Segment Start: INFORMATION PROVIDED
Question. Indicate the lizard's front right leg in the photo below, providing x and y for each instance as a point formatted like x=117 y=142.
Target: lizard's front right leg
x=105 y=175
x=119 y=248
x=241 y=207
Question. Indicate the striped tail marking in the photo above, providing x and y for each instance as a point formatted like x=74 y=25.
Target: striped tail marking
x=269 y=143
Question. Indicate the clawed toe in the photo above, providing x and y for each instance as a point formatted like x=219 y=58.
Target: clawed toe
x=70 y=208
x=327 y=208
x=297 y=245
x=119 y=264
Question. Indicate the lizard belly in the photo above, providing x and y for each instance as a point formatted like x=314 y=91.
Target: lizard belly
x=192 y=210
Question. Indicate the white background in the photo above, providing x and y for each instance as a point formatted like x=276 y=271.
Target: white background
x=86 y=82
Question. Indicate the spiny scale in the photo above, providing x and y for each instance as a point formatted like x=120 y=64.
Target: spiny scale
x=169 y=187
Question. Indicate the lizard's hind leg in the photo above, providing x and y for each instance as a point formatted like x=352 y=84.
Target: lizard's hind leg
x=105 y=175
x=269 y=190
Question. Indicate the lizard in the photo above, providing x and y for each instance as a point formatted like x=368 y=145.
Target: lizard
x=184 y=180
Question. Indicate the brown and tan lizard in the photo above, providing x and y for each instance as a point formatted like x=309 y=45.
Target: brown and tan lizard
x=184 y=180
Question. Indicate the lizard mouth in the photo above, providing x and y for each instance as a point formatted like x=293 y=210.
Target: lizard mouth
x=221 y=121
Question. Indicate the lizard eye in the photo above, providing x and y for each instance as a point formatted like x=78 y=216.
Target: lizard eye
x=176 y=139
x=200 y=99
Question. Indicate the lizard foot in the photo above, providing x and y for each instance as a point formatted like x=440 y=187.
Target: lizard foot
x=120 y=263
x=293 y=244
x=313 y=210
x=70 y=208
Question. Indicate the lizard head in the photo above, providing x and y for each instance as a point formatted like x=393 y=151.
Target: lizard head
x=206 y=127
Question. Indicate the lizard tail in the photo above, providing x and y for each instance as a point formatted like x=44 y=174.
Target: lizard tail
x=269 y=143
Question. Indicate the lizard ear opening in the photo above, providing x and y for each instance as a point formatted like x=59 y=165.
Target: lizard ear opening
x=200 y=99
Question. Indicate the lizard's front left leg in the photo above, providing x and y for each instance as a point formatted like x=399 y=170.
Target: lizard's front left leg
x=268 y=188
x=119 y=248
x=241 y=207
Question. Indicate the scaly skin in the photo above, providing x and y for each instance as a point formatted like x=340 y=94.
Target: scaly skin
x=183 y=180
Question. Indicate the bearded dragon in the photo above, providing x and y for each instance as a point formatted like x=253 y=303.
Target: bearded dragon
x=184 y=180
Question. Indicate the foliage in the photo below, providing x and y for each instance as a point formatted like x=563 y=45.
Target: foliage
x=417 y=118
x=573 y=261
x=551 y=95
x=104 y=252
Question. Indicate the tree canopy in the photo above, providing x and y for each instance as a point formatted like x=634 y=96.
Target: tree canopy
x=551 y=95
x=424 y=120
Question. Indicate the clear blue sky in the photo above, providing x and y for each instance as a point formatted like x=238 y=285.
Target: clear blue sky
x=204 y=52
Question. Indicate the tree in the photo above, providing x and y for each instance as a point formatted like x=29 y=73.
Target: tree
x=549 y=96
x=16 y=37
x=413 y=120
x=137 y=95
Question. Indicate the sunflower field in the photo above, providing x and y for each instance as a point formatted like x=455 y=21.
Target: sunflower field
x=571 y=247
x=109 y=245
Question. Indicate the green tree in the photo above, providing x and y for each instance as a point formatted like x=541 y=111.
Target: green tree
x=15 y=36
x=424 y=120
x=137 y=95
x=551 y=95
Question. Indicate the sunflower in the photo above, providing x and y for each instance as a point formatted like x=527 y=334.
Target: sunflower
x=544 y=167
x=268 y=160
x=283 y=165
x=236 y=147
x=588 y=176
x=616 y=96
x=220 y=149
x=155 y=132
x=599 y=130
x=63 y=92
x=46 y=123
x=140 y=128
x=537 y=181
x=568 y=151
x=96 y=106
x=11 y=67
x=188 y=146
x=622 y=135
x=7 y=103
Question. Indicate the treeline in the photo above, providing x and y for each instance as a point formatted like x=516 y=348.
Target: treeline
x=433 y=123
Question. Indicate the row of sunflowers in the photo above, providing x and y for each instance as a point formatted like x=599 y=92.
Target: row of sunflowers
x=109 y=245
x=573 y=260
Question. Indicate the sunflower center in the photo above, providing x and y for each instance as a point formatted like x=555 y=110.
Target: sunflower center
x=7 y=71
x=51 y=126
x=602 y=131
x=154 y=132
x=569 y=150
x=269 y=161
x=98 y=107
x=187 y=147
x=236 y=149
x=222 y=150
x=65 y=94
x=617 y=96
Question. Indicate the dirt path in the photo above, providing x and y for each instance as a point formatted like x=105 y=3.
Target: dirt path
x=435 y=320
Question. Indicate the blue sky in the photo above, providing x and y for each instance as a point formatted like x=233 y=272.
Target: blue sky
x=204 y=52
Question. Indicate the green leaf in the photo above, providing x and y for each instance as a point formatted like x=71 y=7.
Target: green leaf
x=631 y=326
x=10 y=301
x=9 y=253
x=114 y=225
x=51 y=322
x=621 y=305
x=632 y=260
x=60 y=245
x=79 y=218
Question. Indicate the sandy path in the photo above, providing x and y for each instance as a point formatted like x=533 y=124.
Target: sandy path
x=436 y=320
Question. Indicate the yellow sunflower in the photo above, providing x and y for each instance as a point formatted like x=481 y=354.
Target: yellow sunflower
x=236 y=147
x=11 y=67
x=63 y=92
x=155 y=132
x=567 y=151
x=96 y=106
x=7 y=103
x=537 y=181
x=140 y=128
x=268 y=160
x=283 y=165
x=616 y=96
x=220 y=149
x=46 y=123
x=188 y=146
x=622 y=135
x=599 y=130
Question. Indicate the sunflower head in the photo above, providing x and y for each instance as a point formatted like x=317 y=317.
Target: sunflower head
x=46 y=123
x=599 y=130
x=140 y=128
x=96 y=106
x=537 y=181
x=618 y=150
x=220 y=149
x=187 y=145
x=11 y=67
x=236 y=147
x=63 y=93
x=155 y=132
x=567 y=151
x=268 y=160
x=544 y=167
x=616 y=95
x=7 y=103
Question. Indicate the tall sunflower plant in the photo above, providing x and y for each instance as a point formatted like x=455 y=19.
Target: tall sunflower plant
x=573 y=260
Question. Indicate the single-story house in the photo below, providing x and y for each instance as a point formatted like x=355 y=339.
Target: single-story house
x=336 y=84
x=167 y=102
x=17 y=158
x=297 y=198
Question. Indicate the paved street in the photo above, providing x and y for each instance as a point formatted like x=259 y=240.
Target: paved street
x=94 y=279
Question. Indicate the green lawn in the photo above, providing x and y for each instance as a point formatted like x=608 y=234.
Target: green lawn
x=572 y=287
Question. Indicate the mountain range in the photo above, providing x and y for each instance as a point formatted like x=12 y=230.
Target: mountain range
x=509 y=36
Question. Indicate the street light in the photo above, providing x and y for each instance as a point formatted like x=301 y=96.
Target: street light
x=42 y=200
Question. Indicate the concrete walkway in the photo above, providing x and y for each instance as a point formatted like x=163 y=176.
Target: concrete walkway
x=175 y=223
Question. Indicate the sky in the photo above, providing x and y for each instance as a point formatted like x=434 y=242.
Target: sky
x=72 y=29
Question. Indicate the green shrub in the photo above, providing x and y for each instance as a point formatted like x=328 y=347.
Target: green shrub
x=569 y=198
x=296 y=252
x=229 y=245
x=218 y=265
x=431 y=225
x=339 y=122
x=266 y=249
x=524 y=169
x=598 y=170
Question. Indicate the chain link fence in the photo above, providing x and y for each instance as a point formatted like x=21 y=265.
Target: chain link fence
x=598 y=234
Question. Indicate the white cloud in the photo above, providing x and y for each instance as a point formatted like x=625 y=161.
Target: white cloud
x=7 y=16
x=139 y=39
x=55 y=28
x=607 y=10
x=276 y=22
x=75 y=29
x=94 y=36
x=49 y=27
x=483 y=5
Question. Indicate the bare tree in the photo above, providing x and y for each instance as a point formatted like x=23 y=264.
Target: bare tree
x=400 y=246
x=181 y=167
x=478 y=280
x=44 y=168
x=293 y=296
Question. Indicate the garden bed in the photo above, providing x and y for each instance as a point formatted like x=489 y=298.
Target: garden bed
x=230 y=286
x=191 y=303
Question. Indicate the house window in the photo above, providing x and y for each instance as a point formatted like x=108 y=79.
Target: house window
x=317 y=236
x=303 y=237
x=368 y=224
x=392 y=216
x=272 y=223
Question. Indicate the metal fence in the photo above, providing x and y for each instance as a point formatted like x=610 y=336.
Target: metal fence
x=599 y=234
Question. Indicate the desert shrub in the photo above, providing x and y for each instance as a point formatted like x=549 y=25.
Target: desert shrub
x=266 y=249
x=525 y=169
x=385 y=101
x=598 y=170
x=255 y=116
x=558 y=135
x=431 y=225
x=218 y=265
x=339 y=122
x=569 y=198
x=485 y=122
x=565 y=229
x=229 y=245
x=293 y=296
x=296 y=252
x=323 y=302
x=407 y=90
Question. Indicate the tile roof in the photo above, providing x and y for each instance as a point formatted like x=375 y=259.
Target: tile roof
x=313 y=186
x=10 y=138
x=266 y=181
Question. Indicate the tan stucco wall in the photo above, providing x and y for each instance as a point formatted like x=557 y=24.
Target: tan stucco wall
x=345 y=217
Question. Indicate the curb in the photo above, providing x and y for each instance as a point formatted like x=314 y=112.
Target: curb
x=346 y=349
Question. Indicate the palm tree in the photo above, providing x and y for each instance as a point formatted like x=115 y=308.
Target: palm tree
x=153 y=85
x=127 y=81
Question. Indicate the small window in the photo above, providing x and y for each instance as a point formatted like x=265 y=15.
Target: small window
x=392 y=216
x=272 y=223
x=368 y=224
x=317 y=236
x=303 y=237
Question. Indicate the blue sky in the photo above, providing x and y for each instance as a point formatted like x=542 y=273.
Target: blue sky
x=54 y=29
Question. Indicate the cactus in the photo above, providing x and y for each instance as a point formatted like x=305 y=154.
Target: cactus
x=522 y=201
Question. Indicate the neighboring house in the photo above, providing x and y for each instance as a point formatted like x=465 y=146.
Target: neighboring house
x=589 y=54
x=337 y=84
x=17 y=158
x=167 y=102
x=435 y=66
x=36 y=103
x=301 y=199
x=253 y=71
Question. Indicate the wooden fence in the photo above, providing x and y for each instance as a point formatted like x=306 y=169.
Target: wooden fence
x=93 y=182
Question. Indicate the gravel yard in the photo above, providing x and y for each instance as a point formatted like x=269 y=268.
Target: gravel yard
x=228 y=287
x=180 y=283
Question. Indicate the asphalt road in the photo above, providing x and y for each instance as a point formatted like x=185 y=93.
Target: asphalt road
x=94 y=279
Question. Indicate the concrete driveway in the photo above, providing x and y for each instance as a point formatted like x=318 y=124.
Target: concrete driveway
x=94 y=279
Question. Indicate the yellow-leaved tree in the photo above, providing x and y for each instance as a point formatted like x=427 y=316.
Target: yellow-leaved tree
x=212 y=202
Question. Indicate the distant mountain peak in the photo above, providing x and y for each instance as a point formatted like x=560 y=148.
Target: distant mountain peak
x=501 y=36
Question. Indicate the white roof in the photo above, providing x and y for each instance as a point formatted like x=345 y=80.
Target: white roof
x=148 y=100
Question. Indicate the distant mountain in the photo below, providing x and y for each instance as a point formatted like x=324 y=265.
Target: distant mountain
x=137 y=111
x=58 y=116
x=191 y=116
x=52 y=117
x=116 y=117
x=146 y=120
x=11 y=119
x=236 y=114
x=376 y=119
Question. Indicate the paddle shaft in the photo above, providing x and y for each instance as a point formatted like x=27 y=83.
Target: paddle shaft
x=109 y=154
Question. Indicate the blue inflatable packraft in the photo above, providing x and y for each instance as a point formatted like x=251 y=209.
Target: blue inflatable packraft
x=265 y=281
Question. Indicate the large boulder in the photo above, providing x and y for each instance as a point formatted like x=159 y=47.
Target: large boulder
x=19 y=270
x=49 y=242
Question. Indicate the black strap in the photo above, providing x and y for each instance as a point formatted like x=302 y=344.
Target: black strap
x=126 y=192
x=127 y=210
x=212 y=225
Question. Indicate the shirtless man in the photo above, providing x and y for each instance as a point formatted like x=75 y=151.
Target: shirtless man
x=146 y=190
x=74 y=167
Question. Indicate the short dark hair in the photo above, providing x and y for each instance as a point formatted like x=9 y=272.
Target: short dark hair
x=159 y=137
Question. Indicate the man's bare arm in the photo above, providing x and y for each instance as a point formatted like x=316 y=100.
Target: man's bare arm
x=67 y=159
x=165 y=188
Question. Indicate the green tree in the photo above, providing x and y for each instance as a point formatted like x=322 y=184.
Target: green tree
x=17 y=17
Segment End: INFORMATION PROVIDED
> **BRIEF**
Every line above that holds the string "below" should be returned.

> **SOLUTION TO THE PROBLEM**
Question. Indicate the lizard's front right leg in the photo below, providing x and y for each instance as a point formatted like x=117 y=142.
Question. Indicate the foliage in the photo below, providing x and y for each instance as a point formatted like x=563 y=45.
Question. Indicate the single-story house in the photo below, providing x and y for each instance as a point formatted like x=355 y=339.
Question. Indicate the distant mountain in the photo below, providing x and y for each instance as a point formatted like x=324 y=265.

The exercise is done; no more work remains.